TASK INPUT ::

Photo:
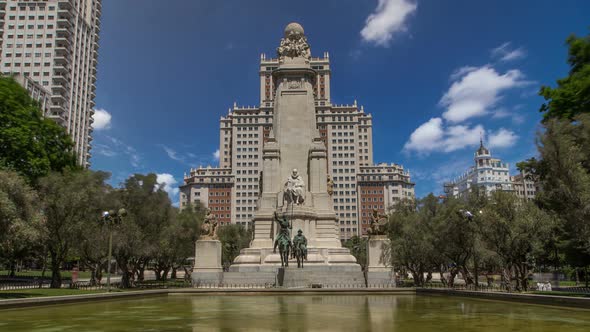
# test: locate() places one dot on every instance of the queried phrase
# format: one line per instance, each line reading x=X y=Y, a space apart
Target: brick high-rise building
x=345 y=129
x=52 y=45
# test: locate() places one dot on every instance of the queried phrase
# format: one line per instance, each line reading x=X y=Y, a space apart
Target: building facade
x=524 y=187
x=380 y=187
x=490 y=174
x=346 y=130
x=52 y=45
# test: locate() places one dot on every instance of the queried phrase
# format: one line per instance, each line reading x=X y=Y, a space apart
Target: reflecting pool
x=296 y=313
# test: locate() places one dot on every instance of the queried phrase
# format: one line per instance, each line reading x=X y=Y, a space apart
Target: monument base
x=207 y=269
x=378 y=273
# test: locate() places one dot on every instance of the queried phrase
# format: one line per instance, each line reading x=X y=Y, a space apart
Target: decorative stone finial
x=294 y=28
x=294 y=44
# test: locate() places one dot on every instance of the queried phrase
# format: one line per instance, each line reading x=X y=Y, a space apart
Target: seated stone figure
x=294 y=192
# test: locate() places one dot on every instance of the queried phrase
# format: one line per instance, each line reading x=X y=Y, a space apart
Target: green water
x=296 y=313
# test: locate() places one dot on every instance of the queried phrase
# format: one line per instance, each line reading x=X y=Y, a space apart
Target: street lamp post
x=110 y=218
x=469 y=216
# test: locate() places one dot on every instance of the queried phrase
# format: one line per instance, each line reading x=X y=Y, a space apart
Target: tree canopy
x=571 y=97
x=29 y=143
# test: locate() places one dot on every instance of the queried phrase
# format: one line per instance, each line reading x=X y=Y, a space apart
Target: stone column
x=378 y=273
x=207 y=269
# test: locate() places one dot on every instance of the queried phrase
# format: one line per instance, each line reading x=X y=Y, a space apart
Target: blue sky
x=434 y=74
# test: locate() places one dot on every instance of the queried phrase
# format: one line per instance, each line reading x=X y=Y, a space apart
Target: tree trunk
x=443 y=280
x=165 y=273
x=55 y=271
x=12 y=269
x=93 y=275
x=507 y=279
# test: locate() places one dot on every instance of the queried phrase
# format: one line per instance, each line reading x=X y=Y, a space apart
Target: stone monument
x=295 y=177
x=207 y=269
x=378 y=272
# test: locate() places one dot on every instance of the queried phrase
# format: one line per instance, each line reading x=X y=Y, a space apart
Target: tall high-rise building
x=232 y=190
x=52 y=45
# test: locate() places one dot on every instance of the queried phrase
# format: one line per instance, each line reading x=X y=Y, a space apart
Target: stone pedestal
x=207 y=269
x=378 y=273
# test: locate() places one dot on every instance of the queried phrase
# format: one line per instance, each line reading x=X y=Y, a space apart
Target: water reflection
x=296 y=313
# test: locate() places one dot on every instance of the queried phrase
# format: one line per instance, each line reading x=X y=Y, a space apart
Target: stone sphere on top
x=293 y=27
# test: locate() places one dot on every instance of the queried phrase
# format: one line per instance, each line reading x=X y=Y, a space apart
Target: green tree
x=92 y=247
x=571 y=97
x=29 y=143
x=411 y=238
x=516 y=231
x=71 y=201
x=233 y=238
x=19 y=218
x=141 y=240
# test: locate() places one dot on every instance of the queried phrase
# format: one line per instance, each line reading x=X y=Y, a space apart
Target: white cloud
x=388 y=19
x=503 y=138
x=168 y=183
x=118 y=147
x=171 y=153
x=505 y=53
x=433 y=136
x=426 y=137
x=102 y=119
x=476 y=90
x=503 y=113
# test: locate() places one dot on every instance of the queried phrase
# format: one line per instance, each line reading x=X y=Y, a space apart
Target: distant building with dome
x=487 y=173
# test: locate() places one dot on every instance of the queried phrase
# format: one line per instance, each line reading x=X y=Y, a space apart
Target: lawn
x=557 y=293
x=42 y=292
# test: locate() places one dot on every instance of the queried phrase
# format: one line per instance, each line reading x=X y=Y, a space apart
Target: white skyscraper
x=52 y=47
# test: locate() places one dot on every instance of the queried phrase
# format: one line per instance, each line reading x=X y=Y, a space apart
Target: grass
x=556 y=293
x=37 y=273
x=43 y=292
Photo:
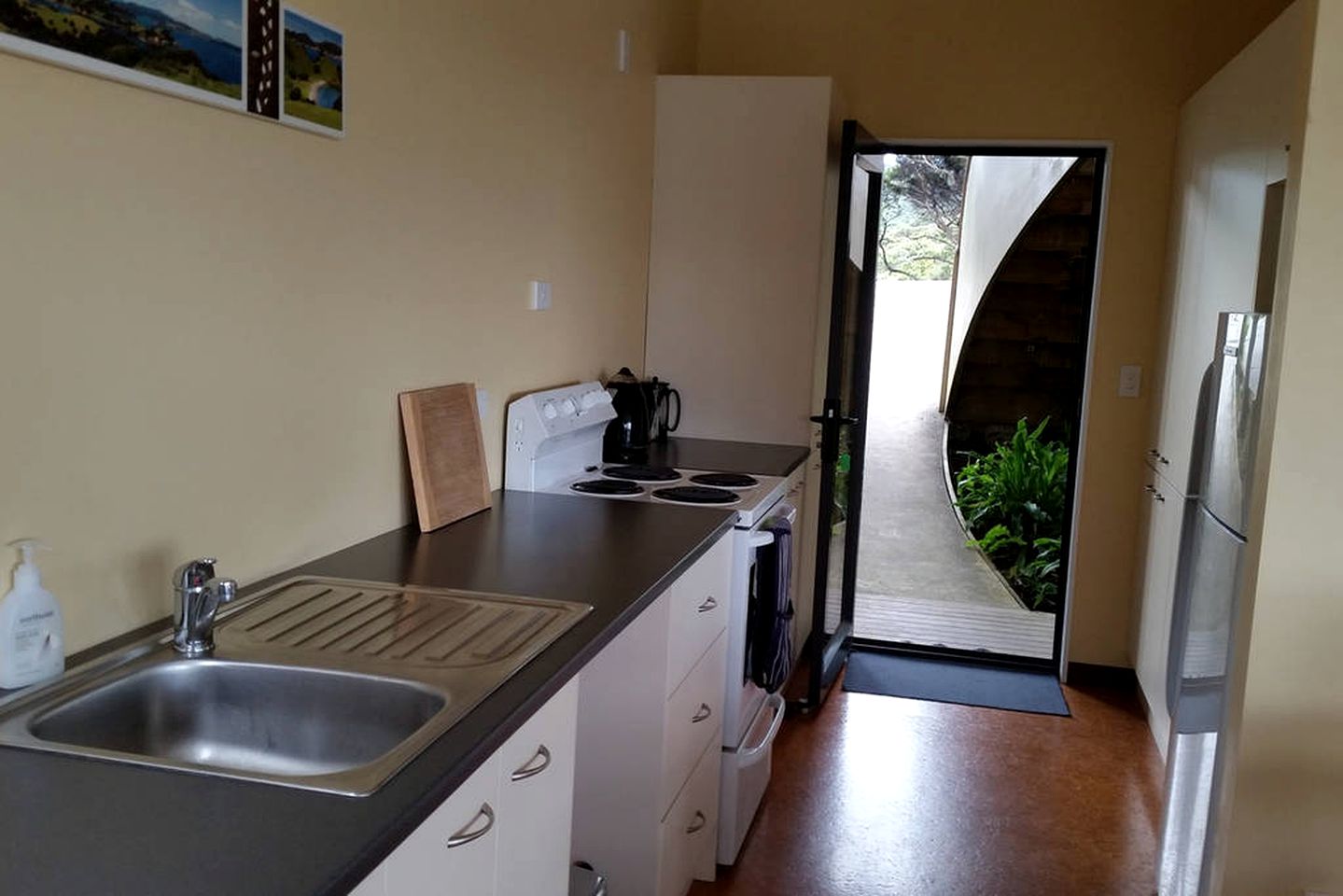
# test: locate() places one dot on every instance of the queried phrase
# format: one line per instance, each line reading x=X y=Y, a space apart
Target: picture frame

AIM :: Copy out the records above word for word, starting at the very first line and ending at the line containing "x=469 y=216", with both ends included. Leave the pictures out of your answer.

TASK OUTPUT ::
Photo:
# test: locate() places one dot on every instance of the queried phrase
# format: one line per instance, each line reading x=X y=Y, a space apart
Target: brick high-rise building
x=345 y=129
x=52 y=45
# test: locate() places one dot on every instance of the queried phrase
# format: one line per instance, each line reading x=X y=Y, a space apart
Target: building facade
x=524 y=187
x=380 y=187
x=490 y=174
x=346 y=130
x=52 y=45
# test: locate() places one dot on every instance of the queried phrase
# format: one line per instance, each line reading x=X y=Y, a space apart
Target: reflecting pool
x=296 y=313
# test: locate() places one dot on every instance of the queried phrase
# format: one line per instance, each line reading x=X y=Y, a space apart
Target: monument base
x=207 y=269
x=378 y=273
# test: locate() places one dot on every instance of the queried phrase
# format: one line per instance, each line reading x=X y=Y, a space apart
Target: decorative stone finial
x=294 y=28
x=294 y=44
# test: locate() places one dot on every instance of the queried phrase
# format: one line per instance, each line reading x=X y=Y, a space apart
Target: seated stone figure
x=294 y=192
# test: locate() places one dot on every instance of the queried phrase
# format: one line per instance, each line reading x=X y=Y, a space apart
Target: green water
x=296 y=313
# test: locate() places one dot on every instance of the queried phrase
# format: one line per instance, each line reading x=X y=Y, a space apart
Target: street lamp post
x=110 y=218
x=469 y=216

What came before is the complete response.